§ INSTRUCTIONS TO FOLLOW: Pick up the message broker patterns text below at the point where it ends and keep writing it.
═════ QUOTED TEXT ═════
Message Broker Patterns

Topic Design

Event Topics (Fan-out):
┌───────────────────────────────────────────────────────────┐
│                    orders.events                           │
├───────────────────────────────────────────────────────────┤
│ • order.placed                                             │
│ • order.confirmed                                          │
│ • order.shipped                                            │
│ • order.delivered                                          │
│ • order.cancelled                                          │
└───────────────────────────────────────────────────────────┘

        ├──► Inventory Service (updates stock)
        ├──► Analytics Service (updates metrics)
        ├──► Email Service (sends notifications)
        └──► Shipping Service (triggers fulfillment)

Command Topics (Point-to-Point):
┌───────────────────────────────────────────────────────────┐
│                 inventory.commands                         │
├───────────────────────────────────────────────────────────┤
│ Consumer Group: inventory-service (single consumer)       │
│ • reserve.stock                                            │
│ • release.stock                                            │
└───────────────────────────────────────────────────────────┘

Dead Letter Queues

┌─────────────────────────────────────────────────────────────┐
│                Dead Letter Queue Pattern                     │
├─────────────────────────────────────────────────────────────┤
│                                                              │
│  Main Queue                                                 │
│  ┌──────────────────────────────────────────────┐          │
│  │ Message → Consumer                           │          │
│  │              │                               │          │
│  │              ├── Success → ACK               │          │
│  │              │                               │          │
│  │              └── Failure (retry 3x)          │          │
│  │                       │                      │          │
│  └───────────────────────┼──────────────────────┘          │
│                          │                                  │
│                          ▼                                  │
│  Dead Letter Queue                                          │
│  ┌──────────────────────────────────────────────┐          │
│  │ • Failed messages for investigation          │          │
│  │ • Retry with backoff                         │          │
│  │ • Alert operations team                      │          │
│  └──────────────────────────────────────────────┘          │
│                                                              │
└─────────────────────────────────────────────────────────────┘
import asyncio
from datetime import datetime, timedelta
from dataclasses import dataclass
from typing import Callable, Dict, Any
import logging

@dataclass
class DeadLetterEntry:
    original_message: Dict[str, Any]
    error: str
    retry_count: int
    first_failure: datetime
    last_failure: datetime
    topic: str

class DeadLetterHandler:
    def __init__(
        self, 
        dlq_store, 
        original_producer,
        max_retries: int = 3,
        retry_delay: timedelta = timedelta(minutes=5)
═════ INFORMATION GIVEN ═════
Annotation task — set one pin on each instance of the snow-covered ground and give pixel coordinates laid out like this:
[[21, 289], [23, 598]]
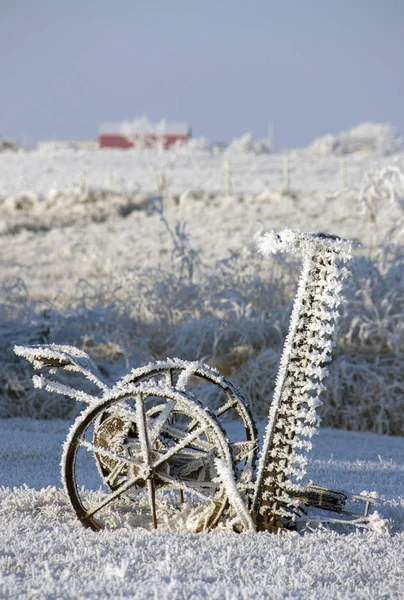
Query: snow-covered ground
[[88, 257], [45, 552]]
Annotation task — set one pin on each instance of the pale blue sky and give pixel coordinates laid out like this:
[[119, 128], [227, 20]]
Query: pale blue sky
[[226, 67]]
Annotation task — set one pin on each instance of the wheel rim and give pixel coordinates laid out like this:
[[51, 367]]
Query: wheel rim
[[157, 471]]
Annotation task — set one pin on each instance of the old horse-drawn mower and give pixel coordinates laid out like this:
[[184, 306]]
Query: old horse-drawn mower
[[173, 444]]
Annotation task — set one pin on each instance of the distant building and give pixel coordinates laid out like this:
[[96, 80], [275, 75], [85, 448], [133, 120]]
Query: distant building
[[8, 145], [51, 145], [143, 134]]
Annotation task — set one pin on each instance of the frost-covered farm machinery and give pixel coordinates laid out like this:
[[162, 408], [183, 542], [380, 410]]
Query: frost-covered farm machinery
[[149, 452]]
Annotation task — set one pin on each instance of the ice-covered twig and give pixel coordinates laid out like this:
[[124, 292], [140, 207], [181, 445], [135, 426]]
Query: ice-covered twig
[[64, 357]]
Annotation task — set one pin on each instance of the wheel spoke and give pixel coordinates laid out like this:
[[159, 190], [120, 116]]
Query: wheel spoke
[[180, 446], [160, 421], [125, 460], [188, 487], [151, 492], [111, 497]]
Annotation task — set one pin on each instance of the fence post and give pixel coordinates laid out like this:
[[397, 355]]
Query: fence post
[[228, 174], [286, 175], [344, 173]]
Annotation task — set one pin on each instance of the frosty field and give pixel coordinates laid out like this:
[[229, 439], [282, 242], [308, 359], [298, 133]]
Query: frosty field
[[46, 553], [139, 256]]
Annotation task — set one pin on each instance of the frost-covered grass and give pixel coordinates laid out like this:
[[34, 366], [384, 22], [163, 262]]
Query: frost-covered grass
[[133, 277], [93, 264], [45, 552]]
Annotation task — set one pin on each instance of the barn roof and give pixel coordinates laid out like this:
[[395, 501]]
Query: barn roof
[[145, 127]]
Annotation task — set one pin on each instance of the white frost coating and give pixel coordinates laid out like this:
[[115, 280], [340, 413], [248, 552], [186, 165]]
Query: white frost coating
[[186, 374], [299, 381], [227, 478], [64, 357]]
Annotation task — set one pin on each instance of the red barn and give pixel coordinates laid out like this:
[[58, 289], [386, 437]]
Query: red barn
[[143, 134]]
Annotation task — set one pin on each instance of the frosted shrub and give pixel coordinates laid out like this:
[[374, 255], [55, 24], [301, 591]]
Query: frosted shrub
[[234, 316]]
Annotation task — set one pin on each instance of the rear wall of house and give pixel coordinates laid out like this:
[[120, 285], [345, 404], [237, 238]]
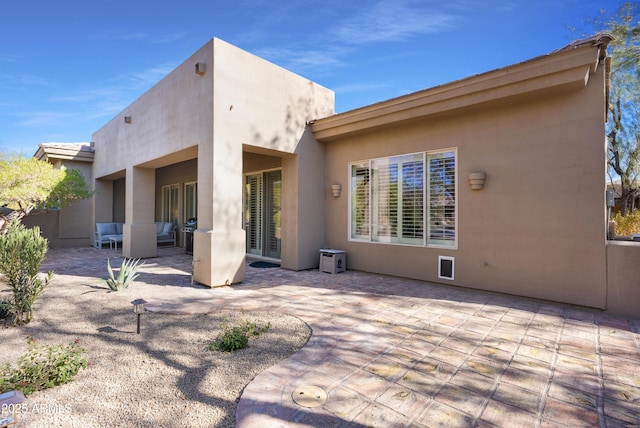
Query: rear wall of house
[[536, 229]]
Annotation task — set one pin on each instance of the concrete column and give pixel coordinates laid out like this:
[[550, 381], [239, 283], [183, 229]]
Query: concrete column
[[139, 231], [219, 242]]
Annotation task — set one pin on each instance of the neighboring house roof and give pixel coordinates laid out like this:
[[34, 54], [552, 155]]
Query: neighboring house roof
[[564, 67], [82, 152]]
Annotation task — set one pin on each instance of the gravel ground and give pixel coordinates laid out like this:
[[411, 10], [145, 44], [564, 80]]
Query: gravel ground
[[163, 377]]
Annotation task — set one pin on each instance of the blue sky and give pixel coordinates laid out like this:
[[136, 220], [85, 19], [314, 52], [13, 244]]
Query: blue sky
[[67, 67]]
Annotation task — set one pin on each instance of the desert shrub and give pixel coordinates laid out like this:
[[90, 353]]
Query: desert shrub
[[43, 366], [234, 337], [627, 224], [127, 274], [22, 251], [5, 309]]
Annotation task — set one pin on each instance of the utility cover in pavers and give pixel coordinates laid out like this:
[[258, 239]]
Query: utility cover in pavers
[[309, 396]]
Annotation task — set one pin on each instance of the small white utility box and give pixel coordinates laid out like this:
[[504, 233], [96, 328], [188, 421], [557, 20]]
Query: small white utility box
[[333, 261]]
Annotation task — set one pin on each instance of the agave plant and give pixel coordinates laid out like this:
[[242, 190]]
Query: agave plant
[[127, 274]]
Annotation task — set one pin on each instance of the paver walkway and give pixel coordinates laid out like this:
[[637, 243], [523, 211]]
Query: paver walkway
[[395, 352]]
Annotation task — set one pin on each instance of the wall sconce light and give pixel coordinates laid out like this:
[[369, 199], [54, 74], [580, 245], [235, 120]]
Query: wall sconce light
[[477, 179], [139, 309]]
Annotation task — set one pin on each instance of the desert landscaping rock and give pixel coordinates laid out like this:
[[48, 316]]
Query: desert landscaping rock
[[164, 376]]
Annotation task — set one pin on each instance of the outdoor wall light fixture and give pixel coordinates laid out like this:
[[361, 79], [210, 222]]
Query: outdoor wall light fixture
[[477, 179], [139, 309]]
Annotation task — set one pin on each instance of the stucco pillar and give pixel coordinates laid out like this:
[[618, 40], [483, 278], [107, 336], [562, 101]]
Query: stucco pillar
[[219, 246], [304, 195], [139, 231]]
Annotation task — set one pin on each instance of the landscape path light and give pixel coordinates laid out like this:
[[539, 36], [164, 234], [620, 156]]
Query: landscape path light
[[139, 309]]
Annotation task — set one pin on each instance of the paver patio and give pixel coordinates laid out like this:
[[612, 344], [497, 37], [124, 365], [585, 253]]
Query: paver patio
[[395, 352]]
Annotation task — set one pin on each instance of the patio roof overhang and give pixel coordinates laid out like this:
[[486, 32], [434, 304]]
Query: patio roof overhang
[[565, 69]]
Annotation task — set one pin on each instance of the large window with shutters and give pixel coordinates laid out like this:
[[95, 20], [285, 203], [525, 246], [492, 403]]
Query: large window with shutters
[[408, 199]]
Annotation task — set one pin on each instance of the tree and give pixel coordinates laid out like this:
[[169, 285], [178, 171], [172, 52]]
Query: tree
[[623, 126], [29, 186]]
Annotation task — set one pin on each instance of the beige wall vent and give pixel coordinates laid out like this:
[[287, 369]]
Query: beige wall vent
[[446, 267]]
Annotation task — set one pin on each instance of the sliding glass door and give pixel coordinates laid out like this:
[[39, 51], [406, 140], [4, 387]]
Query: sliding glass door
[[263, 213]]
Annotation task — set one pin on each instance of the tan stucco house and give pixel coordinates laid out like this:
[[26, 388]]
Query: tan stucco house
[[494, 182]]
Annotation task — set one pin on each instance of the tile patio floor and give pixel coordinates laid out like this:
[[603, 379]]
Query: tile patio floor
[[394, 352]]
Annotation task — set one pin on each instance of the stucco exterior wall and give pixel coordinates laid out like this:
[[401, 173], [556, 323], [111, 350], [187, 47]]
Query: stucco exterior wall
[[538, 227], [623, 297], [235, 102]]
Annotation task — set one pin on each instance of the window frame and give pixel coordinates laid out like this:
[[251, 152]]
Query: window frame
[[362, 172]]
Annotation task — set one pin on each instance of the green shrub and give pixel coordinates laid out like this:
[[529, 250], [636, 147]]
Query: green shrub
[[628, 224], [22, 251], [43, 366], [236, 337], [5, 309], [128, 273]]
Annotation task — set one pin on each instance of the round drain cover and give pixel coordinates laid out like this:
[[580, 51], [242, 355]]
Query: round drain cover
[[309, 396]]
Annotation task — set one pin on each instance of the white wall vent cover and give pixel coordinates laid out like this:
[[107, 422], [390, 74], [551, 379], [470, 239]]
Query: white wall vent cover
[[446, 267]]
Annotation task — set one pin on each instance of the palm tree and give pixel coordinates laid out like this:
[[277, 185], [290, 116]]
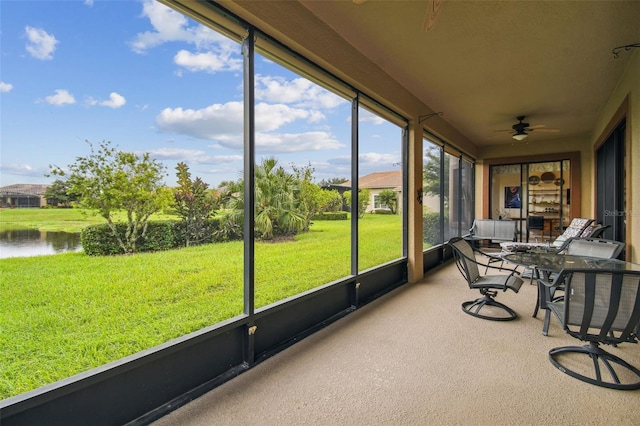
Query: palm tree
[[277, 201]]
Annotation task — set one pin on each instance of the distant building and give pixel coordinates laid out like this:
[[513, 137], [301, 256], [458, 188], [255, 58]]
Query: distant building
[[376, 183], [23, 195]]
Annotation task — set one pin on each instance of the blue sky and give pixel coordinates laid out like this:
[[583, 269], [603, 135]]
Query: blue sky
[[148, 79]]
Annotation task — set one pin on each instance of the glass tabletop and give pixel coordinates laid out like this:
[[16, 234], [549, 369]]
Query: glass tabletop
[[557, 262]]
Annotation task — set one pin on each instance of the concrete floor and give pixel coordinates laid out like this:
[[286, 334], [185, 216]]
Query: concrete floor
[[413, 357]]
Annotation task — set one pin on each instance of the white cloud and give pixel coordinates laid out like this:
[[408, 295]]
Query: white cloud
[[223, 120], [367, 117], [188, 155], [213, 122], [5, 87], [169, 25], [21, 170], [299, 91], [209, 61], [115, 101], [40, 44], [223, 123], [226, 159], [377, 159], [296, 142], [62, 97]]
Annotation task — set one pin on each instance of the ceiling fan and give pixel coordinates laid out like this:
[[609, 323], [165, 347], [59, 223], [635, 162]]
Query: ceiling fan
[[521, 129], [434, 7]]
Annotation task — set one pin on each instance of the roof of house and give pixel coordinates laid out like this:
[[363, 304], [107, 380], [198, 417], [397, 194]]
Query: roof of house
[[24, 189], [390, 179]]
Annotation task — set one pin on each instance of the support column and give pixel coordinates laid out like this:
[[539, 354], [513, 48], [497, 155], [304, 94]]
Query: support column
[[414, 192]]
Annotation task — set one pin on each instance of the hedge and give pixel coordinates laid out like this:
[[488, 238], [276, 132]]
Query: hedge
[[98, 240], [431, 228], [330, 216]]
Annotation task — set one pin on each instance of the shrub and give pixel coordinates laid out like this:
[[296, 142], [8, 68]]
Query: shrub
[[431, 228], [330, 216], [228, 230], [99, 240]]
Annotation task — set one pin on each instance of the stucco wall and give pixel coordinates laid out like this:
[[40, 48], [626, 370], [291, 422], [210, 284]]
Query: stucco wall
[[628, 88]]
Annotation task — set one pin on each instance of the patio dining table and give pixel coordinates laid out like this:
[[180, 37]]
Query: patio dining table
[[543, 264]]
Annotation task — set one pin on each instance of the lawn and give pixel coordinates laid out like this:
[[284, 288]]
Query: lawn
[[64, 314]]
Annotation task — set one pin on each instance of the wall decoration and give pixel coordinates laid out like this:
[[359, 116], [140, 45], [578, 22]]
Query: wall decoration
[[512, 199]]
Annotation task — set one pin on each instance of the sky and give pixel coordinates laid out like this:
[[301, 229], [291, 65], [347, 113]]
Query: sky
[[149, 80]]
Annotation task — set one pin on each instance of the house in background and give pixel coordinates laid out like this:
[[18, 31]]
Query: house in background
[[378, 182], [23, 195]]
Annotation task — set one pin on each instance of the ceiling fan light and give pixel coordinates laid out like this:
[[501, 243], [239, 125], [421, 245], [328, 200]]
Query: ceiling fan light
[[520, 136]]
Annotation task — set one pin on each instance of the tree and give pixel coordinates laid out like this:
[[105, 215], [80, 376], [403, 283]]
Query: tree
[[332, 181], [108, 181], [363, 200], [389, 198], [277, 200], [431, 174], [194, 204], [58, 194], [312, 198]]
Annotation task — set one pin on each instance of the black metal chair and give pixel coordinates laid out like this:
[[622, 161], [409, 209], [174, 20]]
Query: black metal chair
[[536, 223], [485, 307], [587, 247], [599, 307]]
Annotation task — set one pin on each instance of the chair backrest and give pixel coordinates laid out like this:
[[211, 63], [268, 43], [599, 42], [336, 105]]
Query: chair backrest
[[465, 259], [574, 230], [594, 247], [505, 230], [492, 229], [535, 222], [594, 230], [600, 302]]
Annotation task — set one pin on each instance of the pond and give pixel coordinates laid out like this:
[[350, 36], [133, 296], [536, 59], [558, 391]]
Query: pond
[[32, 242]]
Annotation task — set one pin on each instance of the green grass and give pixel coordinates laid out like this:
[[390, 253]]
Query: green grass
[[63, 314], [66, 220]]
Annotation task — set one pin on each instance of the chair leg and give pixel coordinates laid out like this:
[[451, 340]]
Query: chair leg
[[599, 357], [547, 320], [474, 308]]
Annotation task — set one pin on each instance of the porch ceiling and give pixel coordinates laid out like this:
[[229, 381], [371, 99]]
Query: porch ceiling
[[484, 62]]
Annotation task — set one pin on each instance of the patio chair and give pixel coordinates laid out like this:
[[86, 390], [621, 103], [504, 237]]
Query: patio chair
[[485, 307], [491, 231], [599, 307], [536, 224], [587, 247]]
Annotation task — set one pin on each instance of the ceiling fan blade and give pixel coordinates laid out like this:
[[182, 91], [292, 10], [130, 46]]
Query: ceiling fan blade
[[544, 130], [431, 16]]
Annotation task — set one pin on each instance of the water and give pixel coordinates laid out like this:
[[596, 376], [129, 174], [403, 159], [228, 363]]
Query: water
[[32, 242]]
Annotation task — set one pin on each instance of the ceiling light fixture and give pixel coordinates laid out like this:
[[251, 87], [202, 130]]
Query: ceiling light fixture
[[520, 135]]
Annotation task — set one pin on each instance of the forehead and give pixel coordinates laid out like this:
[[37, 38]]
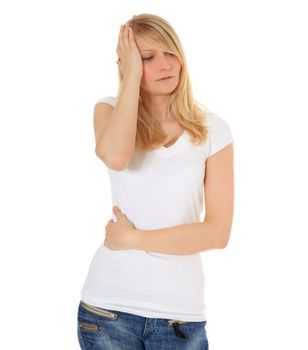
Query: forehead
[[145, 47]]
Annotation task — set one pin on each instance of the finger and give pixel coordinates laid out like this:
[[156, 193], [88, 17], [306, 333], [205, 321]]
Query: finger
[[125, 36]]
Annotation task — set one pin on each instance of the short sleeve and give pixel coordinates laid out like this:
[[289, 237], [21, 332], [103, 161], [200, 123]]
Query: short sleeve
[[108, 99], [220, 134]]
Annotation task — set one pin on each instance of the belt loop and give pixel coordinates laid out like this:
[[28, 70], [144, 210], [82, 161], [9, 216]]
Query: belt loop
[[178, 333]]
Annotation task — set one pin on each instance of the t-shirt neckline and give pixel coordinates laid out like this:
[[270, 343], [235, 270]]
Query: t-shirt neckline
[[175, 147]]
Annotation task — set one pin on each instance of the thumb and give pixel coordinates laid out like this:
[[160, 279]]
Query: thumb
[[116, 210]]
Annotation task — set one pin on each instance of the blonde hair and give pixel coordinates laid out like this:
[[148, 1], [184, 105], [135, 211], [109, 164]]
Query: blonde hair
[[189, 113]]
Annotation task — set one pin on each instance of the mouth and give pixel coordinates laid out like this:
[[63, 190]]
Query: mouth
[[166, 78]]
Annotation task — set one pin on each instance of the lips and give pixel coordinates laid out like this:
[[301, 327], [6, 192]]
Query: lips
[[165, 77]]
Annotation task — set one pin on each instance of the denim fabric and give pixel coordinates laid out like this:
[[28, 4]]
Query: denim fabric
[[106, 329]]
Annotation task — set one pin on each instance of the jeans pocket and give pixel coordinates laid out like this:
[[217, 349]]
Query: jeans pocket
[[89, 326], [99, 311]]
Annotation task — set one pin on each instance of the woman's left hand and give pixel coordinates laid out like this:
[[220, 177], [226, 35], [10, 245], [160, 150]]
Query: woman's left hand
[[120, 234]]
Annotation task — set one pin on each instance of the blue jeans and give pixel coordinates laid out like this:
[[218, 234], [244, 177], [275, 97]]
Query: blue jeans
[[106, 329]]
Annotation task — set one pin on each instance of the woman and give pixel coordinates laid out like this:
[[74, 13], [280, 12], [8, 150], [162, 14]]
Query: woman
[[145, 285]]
═════
§ THE ANSWER:
    ):
        self.dlq_store = dlq_store
        self.producer = original_producer
        self.max_retries = max_retries
        self.retry_delay = retry_delay
        self.logger = logging.getLogger(__name__)
    
    async def handle_failure(
        self,
        message: Dict[str, Any],
        error: Exception,
        topic: str,
        retry_count: int = 0
    ):
        """Send failed message to DLQ."""
        entry = DeadLetterEntry(
            original_message=message,
            error=str(error),
            retry_count=retry_count + 1,
            first_failure=datetime.utcnow(),
            last_failure=datetime.utcnow(),
            topic=topic
        )
        
        await self.dlq_store.save(entry)
        
        self.logger.warning(
            f"Message sent to DLQ: {message.get('id')} "
            f"(retry {retry_count + 1})"
        )
        
        if retry_count + 1 >= self.max_retries:
            await self.alert_operations(entry)
    
    async def process_dlq(self):
        """Background job to retry DLQ messages."""
        while True:
            entries = await self.dlq_store.get_retryable(
                max_retries=self.max_retries,
                min_age=self.retry_delay
            )
            
            for entry in entries:
                try:
                    # Retry sending to original topic
                    await self.producer.send(
                        entry.topic,
                        entry.original_message
                    )
                    await self.dlq_store.mark_success(entry)
                    
                except Exception as e:
                    # Update retry count
                    entry.retry_count += 1
                    entry.last_failure = datetime.utcnow()
                    entry.error = str(e)
                    await self.dlq_store.update(entry)
            
            await asyncio.sleep(60)
    
    async def alert_operations(self, entry: DeadLetterEntry):
        """Alert when max retries exceeded."""
        self.logger.error(
            f"DLQ: Max retries exceeded for message "
            f"{entry.original_message.get('id')}"
        )
        # Integration with PagerDuty, Slack, etc.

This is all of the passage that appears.